** Start SOURCE DOCUMENT **
The news today that Republican leadership are just trying to calm down their divided ranks doesn’t truly address the problem.

Hypothetically, the Republican Party constituents include:

  • 1% of Americans who are the wealthiest
  • 15% of Americans who are in the upper middle class and trending to be wealthy
  • 10% right-wing conservative ideologues who frankly are not very bright, in include bigots of all sorts

The grand total is 26% of Americans.

There might be another 10% who would prefer to be fiscally conservative, and who might vote as Republicans if Conservatives didn’t rule the roost. Still, the total does not equal anything close to that required to win a national presidential election.

Democrats on the other hand might hypothetically look like this:

  • 35% middle class Americans and trending toward poverty
  • 15% impoverished Americans

That totals 50%. Add to that the drifters from the would-be Republican ranks that might be 14%. The question is, how many from the American drifters do Republicans, and Democrats get?
** End SOURCE DOCUMENT **
** Start EXTRACTED INFORMATION **
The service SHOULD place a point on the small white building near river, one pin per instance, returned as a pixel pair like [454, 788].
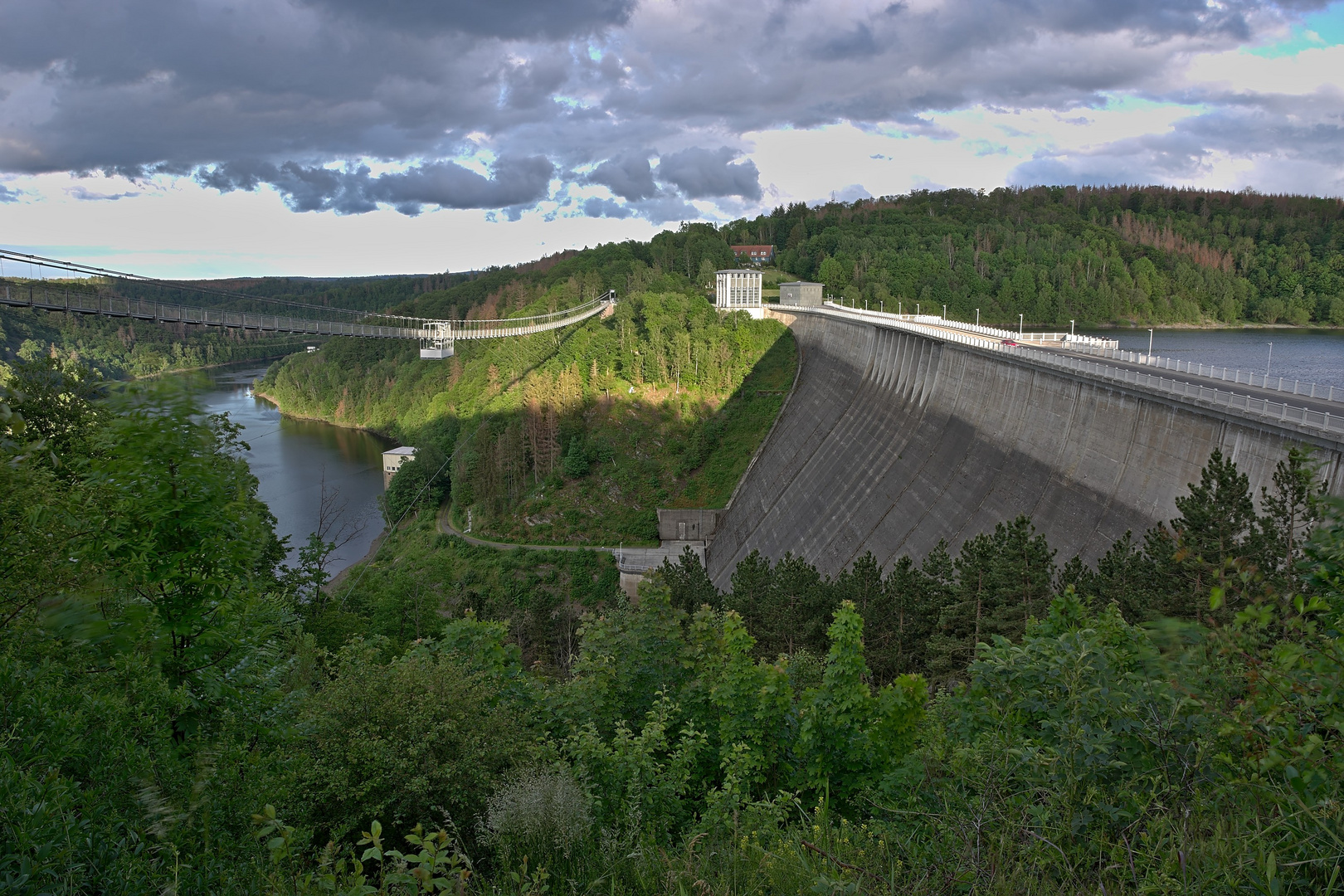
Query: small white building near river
[392, 461]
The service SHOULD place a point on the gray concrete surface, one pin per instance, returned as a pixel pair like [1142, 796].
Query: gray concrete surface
[893, 441]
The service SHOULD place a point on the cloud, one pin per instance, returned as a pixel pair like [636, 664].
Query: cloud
[311, 95]
[84, 193]
[597, 207]
[1277, 143]
[707, 173]
[626, 176]
[353, 190]
[485, 17]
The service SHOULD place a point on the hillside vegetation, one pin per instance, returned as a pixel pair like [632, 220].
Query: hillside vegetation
[121, 348]
[572, 436]
[1097, 256]
[183, 715]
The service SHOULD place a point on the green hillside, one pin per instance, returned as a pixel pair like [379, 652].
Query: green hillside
[1097, 256]
[572, 437]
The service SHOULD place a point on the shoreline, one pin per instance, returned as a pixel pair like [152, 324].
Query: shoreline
[207, 367]
[257, 392]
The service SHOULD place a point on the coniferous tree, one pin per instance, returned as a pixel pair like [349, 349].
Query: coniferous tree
[1292, 509]
[1191, 555]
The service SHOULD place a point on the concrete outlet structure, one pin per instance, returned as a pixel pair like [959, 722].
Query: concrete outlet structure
[893, 440]
[687, 524]
[801, 293]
** End EXTRACTED INFORMATION **
### BRIEF:
In the commentary on party constituents, what percentage of Americans is hypothetically counted as impoverished Democrats?

### SOLUTION TO THIS TASK:
15% of Americans.